> [Directions for this task]:
The entries below contain a line with "I'd like to know if the car tire" and a line with "I'd like to know if the red". Quote exactly those two lines and all lines between them.

> [Text-to-region grounding data]:
======
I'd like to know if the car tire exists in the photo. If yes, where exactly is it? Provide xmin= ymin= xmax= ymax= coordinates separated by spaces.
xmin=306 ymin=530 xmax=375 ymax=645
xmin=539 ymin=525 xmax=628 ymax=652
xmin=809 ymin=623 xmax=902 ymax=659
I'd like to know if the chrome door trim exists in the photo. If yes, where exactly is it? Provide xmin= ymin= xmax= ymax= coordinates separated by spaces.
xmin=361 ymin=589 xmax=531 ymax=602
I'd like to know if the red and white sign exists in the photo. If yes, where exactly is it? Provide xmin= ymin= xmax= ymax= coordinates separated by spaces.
======
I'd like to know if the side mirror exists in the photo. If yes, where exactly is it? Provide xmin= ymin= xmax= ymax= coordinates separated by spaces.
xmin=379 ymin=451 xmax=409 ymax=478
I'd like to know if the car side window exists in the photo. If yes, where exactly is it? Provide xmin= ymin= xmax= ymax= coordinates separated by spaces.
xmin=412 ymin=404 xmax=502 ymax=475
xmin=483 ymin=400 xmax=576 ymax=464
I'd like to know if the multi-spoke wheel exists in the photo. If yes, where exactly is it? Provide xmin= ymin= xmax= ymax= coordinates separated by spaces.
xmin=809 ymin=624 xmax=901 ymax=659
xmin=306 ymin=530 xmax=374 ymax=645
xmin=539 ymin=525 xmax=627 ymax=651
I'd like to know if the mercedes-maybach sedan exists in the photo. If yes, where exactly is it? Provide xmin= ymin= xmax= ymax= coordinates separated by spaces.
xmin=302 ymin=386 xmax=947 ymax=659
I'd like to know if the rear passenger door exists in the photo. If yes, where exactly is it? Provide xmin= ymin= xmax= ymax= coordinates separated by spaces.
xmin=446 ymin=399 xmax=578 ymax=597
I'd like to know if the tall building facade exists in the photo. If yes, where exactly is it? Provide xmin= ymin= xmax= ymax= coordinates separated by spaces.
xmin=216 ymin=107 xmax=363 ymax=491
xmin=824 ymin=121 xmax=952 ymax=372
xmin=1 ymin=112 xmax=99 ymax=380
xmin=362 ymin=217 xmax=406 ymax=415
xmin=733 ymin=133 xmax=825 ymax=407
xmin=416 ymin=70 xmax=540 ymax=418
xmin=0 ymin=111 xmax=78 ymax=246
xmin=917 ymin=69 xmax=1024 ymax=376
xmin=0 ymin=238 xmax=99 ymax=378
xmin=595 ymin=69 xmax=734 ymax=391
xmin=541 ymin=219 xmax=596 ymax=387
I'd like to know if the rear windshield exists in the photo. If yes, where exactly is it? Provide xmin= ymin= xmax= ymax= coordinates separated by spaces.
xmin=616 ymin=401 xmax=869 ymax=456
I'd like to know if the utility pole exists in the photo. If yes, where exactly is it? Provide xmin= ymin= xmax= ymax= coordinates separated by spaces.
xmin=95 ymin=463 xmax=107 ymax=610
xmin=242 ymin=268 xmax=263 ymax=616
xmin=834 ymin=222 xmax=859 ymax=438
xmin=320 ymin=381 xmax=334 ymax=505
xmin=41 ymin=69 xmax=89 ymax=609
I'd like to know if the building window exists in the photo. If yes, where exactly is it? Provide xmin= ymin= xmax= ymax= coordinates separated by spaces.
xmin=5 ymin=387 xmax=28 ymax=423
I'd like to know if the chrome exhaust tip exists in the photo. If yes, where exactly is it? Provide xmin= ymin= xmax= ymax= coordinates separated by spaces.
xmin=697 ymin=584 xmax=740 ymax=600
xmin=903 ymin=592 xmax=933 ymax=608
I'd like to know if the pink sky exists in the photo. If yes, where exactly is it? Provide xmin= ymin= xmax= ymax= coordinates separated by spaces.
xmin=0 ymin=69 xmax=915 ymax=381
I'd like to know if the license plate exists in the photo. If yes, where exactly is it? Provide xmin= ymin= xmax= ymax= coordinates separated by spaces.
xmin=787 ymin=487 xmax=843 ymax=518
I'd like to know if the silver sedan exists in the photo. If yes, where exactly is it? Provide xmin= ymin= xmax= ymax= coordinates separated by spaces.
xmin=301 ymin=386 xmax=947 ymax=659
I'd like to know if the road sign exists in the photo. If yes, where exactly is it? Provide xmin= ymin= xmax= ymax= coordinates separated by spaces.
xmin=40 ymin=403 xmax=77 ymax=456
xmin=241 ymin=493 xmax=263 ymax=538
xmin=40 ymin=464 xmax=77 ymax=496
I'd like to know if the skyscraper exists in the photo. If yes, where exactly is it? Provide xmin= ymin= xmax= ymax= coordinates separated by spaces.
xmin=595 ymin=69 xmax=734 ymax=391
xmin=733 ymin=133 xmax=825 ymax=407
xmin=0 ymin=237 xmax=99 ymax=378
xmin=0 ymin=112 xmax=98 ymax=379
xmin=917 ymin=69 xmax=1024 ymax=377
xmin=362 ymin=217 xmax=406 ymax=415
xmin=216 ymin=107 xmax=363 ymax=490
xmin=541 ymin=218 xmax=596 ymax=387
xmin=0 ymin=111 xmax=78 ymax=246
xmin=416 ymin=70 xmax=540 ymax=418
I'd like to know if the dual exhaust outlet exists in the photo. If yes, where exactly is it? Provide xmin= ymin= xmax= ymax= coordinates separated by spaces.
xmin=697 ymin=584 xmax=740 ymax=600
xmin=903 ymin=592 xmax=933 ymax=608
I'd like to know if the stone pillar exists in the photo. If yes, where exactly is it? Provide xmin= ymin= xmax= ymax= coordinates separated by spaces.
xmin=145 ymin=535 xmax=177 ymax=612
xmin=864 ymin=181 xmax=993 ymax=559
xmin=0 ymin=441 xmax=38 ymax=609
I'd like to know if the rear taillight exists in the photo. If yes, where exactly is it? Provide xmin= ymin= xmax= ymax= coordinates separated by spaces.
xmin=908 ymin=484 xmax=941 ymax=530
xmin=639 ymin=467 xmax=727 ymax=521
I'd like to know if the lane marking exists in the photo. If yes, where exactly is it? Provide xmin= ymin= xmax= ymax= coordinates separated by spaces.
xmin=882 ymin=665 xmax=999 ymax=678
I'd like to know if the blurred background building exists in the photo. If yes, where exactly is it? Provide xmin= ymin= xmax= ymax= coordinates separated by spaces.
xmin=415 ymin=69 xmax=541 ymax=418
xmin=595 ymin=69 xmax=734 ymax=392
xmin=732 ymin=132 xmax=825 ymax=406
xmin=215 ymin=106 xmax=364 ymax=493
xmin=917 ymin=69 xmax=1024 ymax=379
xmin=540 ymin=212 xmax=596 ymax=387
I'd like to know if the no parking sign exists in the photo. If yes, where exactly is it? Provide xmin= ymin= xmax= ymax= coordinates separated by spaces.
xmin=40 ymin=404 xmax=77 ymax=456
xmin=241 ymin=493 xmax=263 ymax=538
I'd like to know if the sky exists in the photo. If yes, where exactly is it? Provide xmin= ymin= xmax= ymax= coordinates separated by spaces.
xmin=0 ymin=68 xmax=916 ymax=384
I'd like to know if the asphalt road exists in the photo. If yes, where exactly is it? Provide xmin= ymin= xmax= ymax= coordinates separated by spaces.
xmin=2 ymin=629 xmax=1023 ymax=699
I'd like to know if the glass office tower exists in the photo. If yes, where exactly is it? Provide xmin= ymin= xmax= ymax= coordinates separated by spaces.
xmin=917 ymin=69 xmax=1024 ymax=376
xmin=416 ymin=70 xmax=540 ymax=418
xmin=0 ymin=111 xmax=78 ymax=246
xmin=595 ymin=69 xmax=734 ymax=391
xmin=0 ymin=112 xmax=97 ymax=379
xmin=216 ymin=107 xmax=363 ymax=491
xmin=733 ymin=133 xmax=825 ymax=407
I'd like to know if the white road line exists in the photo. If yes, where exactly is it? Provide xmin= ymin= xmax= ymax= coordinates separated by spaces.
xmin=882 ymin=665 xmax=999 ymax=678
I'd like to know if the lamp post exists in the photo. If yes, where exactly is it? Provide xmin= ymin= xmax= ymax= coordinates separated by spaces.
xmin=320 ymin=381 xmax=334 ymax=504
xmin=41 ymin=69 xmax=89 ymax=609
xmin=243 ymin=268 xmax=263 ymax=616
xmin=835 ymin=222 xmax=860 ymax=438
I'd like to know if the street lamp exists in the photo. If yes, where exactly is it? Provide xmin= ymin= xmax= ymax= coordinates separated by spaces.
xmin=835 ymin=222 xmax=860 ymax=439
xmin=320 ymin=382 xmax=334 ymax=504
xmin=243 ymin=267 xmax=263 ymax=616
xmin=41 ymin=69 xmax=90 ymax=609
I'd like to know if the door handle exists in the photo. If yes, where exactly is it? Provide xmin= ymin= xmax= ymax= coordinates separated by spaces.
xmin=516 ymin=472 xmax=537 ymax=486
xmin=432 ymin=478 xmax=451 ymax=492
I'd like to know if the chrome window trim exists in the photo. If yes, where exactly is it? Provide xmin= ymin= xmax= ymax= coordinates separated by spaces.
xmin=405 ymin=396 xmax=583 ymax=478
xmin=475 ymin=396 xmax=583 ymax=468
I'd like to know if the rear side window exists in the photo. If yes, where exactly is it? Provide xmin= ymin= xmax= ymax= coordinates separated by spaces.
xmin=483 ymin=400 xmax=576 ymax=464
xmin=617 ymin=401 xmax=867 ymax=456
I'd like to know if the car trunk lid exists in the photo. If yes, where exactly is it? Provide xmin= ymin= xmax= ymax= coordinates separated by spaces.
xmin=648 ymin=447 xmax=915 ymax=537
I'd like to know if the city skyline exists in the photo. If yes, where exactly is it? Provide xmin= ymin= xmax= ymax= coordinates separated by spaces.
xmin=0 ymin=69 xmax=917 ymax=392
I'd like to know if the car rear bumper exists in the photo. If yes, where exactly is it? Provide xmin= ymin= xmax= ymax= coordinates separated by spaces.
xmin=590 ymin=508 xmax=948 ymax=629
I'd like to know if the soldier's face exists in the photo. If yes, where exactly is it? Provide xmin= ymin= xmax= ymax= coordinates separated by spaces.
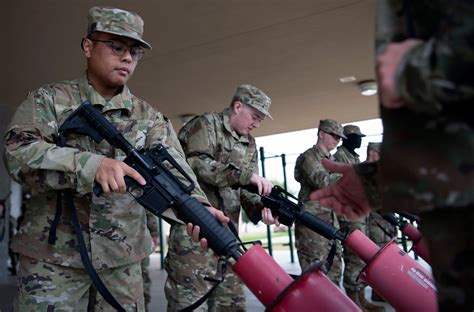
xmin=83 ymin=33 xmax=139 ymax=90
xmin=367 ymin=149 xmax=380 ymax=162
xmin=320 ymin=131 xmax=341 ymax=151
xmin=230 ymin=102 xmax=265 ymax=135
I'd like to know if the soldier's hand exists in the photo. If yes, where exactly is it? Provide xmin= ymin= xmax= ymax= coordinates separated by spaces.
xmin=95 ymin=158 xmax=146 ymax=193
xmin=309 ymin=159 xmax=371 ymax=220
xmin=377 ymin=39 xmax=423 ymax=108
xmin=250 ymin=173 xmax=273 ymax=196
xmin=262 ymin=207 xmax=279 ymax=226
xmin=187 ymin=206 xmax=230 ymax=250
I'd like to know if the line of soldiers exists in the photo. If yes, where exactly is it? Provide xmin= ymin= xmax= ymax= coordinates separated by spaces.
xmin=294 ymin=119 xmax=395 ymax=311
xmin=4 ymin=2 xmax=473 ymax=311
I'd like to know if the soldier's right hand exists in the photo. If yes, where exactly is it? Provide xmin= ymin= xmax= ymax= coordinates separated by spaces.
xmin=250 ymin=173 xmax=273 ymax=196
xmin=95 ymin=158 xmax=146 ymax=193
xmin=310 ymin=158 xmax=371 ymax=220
======
> [Result for this exercise]:
I'd like to know if the car tire exists in the photo. If yes, where exactly is it? Provide xmin= ymin= xmax= ymax= coordinates separated by spaces.
xmin=306 ymin=530 xmax=375 ymax=645
xmin=539 ymin=525 xmax=628 ymax=652
xmin=809 ymin=623 xmax=902 ymax=659
I'd like to know if the chrome door trim exists in the photo. If yes, where exactly is it? Provide xmin= ymin= xmax= ymax= coordinates separated by spaces.
xmin=361 ymin=589 xmax=531 ymax=602
I'd like to know if the red and white sign exists in the photo. If yes, where exactly is it? Provide xmin= ymin= xmax= ymax= coordinates separated by spaces.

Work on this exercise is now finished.